**Your assignment**
Examine the entries and show every line in which the word "below" is found.

───── Given data

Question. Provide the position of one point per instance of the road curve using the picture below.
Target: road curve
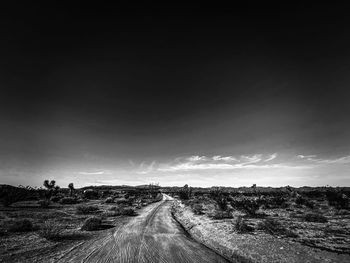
(153, 236)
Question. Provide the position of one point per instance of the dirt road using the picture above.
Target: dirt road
(153, 236)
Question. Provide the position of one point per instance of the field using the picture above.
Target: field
(268, 225)
(42, 229)
(253, 224)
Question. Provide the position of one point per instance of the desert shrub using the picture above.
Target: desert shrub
(300, 200)
(249, 206)
(92, 223)
(337, 199)
(122, 202)
(342, 212)
(315, 217)
(45, 203)
(221, 202)
(274, 227)
(278, 201)
(197, 209)
(241, 225)
(128, 211)
(86, 209)
(185, 192)
(51, 230)
(68, 200)
(11, 194)
(91, 194)
(109, 200)
(18, 225)
(56, 198)
(222, 215)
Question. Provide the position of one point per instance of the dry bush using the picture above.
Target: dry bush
(337, 199)
(241, 225)
(51, 230)
(315, 217)
(222, 215)
(92, 223)
(198, 209)
(109, 200)
(128, 211)
(45, 203)
(86, 209)
(68, 201)
(274, 227)
(18, 225)
(249, 206)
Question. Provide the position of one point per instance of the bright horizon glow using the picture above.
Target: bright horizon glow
(273, 170)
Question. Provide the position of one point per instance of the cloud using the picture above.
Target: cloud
(218, 162)
(93, 173)
(272, 157)
(224, 158)
(145, 169)
(314, 159)
(196, 158)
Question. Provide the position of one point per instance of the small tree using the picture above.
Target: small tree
(185, 192)
(71, 189)
(51, 189)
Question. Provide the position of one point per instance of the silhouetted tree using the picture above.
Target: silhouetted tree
(71, 189)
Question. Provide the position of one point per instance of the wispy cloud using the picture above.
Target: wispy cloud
(145, 169)
(224, 158)
(93, 173)
(314, 159)
(218, 162)
(272, 157)
(196, 158)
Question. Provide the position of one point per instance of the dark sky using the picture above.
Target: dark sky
(92, 88)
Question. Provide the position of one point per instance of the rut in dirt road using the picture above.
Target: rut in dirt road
(153, 236)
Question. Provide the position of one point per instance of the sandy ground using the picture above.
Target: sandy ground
(153, 236)
(255, 247)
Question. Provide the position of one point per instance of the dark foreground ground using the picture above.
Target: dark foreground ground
(153, 236)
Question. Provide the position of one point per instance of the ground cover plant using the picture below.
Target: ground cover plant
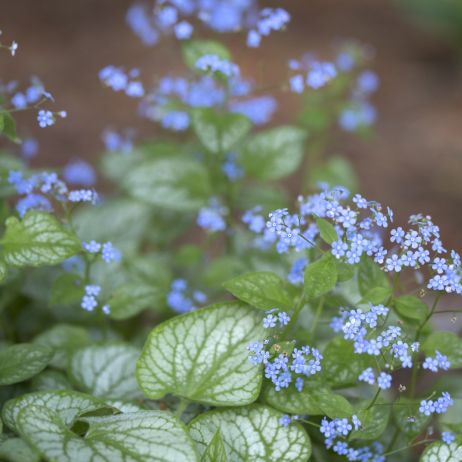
(196, 311)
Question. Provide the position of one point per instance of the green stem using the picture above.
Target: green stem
(316, 319)
(374, 399)
(293, 319)
(393, 440)
(415, 370)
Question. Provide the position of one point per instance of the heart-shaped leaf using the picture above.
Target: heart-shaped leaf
(203, 356)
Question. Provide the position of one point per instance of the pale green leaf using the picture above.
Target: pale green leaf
(263, 290)
(67, 404)
(252, 433)
(17, 450)
(194, 49)
(326, 230)
(320, 276)
(442, 452)
(130, 299)
(215, 451)
(143, 436)
(63, 339)
(219, 131)
(22, 361)
(374, 421)
(310, 401)
(274, 153)
(342, 365)
(106, 371)
(408, 418)
(173, 184)
(203, 356)
(411, 308)
(38, 239)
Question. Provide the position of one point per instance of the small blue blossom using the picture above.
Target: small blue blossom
(384, 381)
(269, 321)
(45, 118)
(109, 253)
(448, 437)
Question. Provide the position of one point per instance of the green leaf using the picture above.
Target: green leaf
(63, 339)
(122, 221)
(8, 127)
(342, 365)
(174, 184)
(263, 290)
(447, 343)
(442, 452)
(252, 433)
(130, 299)
(50, 380)
(274, 153)
(327, 230)
(141, 436)
(337, 171)
(410, 308)
(194, 49)
(17, 450)
(39, 239)
(377, 295)
(67, 289)
(374, 421)
(215, 451)
(408, 418)
(106, 371)
(219, 131)
(370, 276)
(320, 276)
(311, 401)
(22, 361)
(67, 404)
(202, 356)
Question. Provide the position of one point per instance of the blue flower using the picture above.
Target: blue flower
(448, 437)
(384, 381)
(45, 118)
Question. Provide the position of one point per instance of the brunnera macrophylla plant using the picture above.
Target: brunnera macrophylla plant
(317, 341)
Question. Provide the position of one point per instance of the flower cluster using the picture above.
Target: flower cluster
(287, 367)
(120, 80)
(106, 250)
(90, 301)
(211, 218)
(31, 98)
(383, 379)
(176, 17)
(358, 325)
(335, 433)
(37, 187)
(311, 73)
(360, 226)
(179, 301)
(169, 102)
(439, 406)
(439, 362)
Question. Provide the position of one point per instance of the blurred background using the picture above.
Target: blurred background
(414, 160)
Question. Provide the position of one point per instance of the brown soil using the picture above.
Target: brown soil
(414, 163)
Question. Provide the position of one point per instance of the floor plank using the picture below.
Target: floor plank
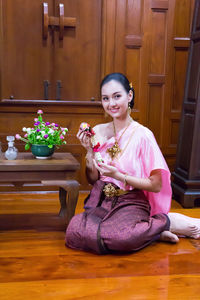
(35, 263)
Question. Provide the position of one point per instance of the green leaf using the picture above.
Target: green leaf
(27, 146)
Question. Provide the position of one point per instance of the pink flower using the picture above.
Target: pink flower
(40, 112)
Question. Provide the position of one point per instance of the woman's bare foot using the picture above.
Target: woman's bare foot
(184, 225)
(167, 236)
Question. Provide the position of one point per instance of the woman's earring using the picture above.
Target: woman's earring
(129, 108)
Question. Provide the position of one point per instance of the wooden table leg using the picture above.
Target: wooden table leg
(68, 196)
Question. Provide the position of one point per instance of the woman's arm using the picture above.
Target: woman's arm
(91, 171)
(152, 184)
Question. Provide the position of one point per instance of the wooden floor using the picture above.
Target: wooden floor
(35, 264)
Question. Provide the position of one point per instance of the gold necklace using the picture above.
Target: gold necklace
(115, 149)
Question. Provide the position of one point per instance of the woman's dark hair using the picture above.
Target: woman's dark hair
(121, 79)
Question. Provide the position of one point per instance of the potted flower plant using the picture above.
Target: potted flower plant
(43, 137)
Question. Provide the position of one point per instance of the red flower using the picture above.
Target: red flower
(96, 147)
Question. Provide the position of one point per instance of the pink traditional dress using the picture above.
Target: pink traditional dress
(130, 221)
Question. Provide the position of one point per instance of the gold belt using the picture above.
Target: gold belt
(110, 191)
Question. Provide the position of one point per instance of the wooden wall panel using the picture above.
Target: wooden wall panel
(155, 110)
(180, 65)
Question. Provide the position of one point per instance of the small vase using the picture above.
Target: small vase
(42, 151)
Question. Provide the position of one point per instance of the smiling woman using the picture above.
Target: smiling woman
(128, 207)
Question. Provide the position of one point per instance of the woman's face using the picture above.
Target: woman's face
(115, 99)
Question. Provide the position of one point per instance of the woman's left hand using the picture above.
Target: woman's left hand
(106, 170)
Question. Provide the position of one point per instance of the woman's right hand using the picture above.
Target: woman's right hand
(85, 140)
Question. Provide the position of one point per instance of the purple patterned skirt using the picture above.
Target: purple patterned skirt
(115, 224)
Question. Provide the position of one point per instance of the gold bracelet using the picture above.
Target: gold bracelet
(125, 179)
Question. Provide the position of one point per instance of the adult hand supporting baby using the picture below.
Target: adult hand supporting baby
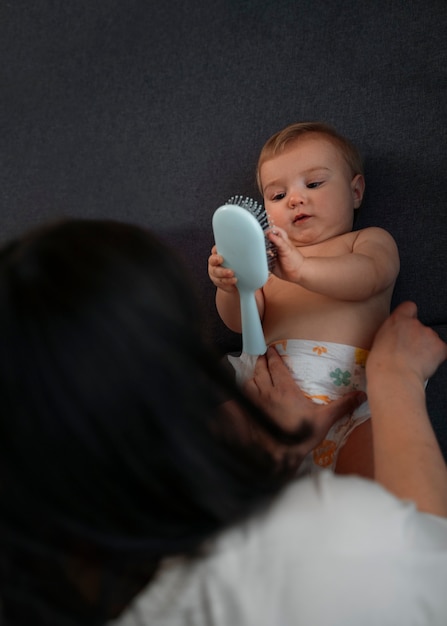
(407, 457)
(275, 391)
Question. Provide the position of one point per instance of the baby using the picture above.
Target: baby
(331, 288)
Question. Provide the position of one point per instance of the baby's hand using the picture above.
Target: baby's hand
(222, 277)
(289, 260)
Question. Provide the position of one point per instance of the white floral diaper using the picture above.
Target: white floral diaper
(324, 371)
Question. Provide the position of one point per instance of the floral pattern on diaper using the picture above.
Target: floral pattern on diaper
(319, 350)
(323, 454)
(340, 378)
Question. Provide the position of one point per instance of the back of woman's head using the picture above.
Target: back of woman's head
(107, 394)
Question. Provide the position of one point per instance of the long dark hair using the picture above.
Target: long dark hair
(108, 393)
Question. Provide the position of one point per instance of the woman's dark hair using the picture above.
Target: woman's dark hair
(108, 461)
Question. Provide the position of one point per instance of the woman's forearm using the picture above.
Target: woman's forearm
(407, 458)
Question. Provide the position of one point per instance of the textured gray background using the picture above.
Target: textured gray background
(154, 113)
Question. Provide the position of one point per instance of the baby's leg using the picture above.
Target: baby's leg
(356, 455)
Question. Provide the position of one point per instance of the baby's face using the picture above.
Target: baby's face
(309, 190)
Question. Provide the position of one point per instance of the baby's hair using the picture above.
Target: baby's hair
(278, 142)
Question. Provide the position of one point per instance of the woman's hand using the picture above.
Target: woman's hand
(405, 347)
(407, 458)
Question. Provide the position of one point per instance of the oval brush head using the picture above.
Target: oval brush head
(258, 210)
(240, 239)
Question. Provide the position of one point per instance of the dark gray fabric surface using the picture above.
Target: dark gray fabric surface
(154, 113)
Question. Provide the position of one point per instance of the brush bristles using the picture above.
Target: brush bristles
(258, 210)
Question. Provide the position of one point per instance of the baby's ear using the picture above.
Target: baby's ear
(358, 189)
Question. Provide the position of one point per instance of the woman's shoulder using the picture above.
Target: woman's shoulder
(323, 544)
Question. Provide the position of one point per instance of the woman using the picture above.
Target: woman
(124, 488)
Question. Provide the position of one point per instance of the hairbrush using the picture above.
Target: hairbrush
(239, 232)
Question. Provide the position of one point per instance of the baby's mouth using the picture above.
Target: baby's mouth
(300, 217)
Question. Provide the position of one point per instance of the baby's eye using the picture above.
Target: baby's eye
(314, 185)
(278, 196)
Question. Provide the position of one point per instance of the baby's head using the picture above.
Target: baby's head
(278, 142)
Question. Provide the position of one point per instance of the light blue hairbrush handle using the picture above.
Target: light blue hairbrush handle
(240, 240)
(252, 334)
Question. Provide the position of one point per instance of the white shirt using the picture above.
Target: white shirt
(329, 551)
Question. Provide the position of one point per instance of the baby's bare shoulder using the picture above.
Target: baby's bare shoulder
(372, 233)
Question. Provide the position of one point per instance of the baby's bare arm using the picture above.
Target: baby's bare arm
(368, 267)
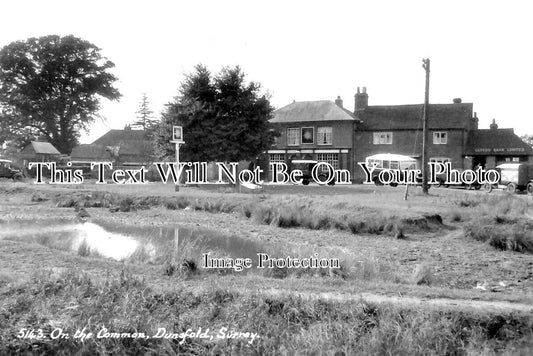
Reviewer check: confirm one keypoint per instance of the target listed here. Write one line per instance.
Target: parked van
(513, 177)
(383, 161)
(306, 166)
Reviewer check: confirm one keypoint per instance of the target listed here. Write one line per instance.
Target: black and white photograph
(266, 178)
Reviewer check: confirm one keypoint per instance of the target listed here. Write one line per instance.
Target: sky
(480, 51)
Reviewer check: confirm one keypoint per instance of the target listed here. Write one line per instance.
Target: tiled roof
(113, 137)
(496, 141)
(322, 110)
(89, 152)
(398, 117)
(43, 148)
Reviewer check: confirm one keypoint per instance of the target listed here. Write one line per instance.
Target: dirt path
(436, 303)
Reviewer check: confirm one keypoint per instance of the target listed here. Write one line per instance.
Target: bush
(503, 233)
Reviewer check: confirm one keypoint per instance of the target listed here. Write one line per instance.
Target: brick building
(343, 138)
(319, 130)
(122, 147)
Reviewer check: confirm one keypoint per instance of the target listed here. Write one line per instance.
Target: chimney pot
(361, 101)
(338, 101)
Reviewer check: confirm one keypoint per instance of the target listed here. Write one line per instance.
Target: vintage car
(306, 166)
(513, 177)
(8, 171)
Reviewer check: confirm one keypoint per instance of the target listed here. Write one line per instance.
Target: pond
(146, 244)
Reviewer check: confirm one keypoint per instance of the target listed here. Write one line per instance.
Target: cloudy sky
(480, 51)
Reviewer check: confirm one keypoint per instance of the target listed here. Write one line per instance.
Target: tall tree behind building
(224, 118)
(145, 118)
(51, 86)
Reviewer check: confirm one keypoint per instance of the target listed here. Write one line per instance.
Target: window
(293, 137)
(440, 138)
(382, 138)
(323, 136)
(308, 135)
(331, 158)
(440, 159)
(276, 158)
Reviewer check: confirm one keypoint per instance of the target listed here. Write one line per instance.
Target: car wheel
(530, 188)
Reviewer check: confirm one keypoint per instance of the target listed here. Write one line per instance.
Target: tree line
(52, 87)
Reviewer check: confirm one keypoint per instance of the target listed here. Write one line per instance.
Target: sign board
(177, 133)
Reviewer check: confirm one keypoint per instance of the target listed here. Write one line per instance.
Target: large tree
(51, 87)
(224, 118)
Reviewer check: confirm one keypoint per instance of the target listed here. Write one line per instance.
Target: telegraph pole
(425, 65)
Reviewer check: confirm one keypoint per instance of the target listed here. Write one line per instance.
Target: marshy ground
(448, 273)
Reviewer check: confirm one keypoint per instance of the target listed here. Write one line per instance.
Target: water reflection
(120, 242)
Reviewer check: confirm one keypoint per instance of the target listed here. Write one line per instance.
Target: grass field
(448, 273)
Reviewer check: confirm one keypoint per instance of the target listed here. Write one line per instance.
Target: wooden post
(426, 66)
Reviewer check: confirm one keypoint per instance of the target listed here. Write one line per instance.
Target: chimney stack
(361, 101)
(338, 101)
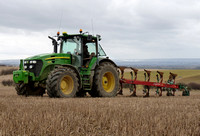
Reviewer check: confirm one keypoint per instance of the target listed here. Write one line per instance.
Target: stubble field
(121, 115)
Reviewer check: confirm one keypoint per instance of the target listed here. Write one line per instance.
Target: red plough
(170, 86)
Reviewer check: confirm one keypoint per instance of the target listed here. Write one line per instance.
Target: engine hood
(45, 56)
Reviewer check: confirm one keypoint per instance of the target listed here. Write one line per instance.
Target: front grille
(35, 68)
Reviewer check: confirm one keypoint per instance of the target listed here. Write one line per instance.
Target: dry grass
(99, 116)
(120, 115)
(8, 71)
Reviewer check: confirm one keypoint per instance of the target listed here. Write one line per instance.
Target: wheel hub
(108, 82)
(67, 84)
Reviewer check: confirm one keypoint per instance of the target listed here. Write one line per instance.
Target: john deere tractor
(80, 66)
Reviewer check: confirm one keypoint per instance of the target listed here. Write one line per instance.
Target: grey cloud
(155, 29)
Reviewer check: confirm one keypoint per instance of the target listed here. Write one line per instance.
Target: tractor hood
(48, 56)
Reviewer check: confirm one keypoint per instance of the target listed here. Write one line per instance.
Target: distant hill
(142, 63)
(10, 62)
(161, 63)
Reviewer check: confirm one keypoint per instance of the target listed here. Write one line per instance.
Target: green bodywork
(43, 64)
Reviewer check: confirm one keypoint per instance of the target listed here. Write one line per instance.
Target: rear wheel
(62, 82)
(106, 81)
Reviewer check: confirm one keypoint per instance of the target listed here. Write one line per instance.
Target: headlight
(31, 66)
(34, 61)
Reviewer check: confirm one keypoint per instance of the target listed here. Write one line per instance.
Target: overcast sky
(130, 29)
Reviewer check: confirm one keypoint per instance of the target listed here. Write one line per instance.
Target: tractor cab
(82, 47)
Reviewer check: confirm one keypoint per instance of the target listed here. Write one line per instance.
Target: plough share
(169, 86)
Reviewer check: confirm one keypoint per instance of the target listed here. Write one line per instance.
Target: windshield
(71, 46)
(101, 51)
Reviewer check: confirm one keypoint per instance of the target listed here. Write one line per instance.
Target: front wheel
(62, 82)
(106, 81)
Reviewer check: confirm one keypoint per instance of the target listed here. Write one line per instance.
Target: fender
(76, 71)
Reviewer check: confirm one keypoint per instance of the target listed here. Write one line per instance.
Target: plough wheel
(106, 81)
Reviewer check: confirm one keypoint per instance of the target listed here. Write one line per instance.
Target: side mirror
(89, 38)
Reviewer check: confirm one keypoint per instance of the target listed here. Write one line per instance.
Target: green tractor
(80, 66)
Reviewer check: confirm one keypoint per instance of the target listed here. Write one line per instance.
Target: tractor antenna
(60, 20)
(92, 26)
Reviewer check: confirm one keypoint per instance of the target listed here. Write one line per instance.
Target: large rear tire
(106, 81)
(29, 89)
(63, 83)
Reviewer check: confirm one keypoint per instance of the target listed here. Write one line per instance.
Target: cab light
(64, 33)
(80, 31)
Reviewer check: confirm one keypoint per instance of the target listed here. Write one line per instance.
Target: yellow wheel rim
(67, 85)
(108, 82)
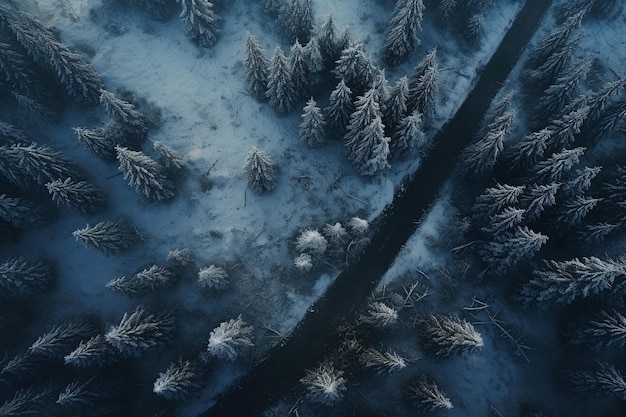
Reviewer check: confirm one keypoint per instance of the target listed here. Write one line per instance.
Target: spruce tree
(312, 125)
(257, 67)
(144, 175)
(108, 237)
(201, 22)
(403, 28)
(260, 170)
(281, 90)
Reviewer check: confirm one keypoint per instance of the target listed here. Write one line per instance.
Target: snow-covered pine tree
(312, 125)
(379, 315)
(480, 157)
(556, 166)
(108, 237)
(602, 331)
(78, 195)
(260, 170)
(504, 252)
(201, 22)
(19, 277)
(229, 339)
(408, 136)
(339, 109)
(21, 212)
(428, 395)
(145, 175)
(140, 331)
(402, 31)
(257, 67)
(60, 339)
(606, 382)
(77, 76)
(450, 335)
(101, 140)
(213, 278)
(178, 381)
(169, 159)
(563, 282)
(149, 280)
(382, 362)
(281, 90)
(324, 384)
(536, 198)
(356, 69)
(91, 353)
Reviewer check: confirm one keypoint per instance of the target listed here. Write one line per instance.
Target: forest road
(316, 334)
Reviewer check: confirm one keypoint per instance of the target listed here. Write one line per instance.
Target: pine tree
(78, 195)
(564, 282)
(147, 281)
(450, 335)
(403, 28)
(339, 109)
(91, 353)
(381, 361)
(280, 87)
(201, 22)
(20, 212)
(178, 380)
(59, 340)
(260, 170)
(312, 125)
(257, 67)
(230, 338)
(140, 331)
(213, 278)
(78, 77)
(511, 248)
(324, 384)
(429, 396)
(144, 174)
(19, 277)
(109, 237)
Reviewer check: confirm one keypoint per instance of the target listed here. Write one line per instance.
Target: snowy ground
(209, 117)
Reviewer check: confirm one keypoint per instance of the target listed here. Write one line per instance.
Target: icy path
(269, 380)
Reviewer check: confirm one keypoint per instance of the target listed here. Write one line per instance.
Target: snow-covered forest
(181, 180)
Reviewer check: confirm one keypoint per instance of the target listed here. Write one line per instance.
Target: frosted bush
(303, 262)
(311, 240)
(213, 278)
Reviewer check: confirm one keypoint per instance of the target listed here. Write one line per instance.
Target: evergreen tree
(260, 170)
(511, 248)
(402, 33)
(22, 278)
(564, 282)
(178, 381)
(230, 338)
(152, 279)
(78, 77)
(280, 87)
(201, 22)
(144, 174)
(20, 212)
(79, 195)
(429, 396)
(140, 331)
(312, 125)
(450, 335)
(109, 237)
(339, 109)
(324, 384)
(257, 67)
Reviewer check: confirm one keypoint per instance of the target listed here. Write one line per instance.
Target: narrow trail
(270, 379)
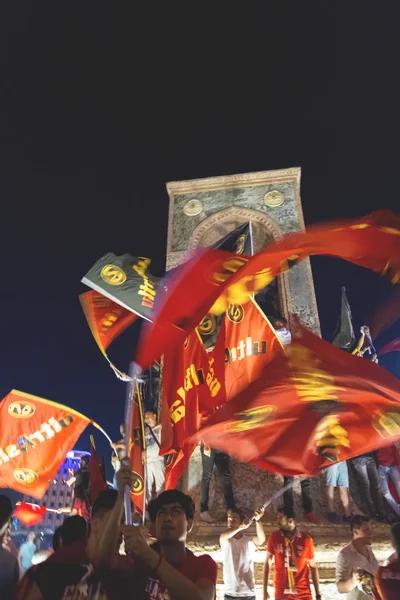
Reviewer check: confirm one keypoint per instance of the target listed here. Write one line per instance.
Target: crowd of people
(104, 559)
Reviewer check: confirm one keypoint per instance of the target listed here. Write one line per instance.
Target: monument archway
(202, 211)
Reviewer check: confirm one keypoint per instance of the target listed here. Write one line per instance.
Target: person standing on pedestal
(209, 458)
(306, 497)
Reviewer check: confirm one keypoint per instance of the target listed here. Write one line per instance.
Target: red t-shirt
(302, 550)
(387, 582)
(193, 567)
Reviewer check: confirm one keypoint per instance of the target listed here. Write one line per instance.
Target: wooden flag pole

──────────

**Answer for the task**
Question. Provide the position of one point per instance of the road curve using the picture below.
Question. Provide the position of one point per instance of the ground cover plant using the picture below.
Question. Provide the position of one point per instance of the floor plank using the picture below.
Question. Provide the position of one point per instance of the adult hand supporting baby using the picture below.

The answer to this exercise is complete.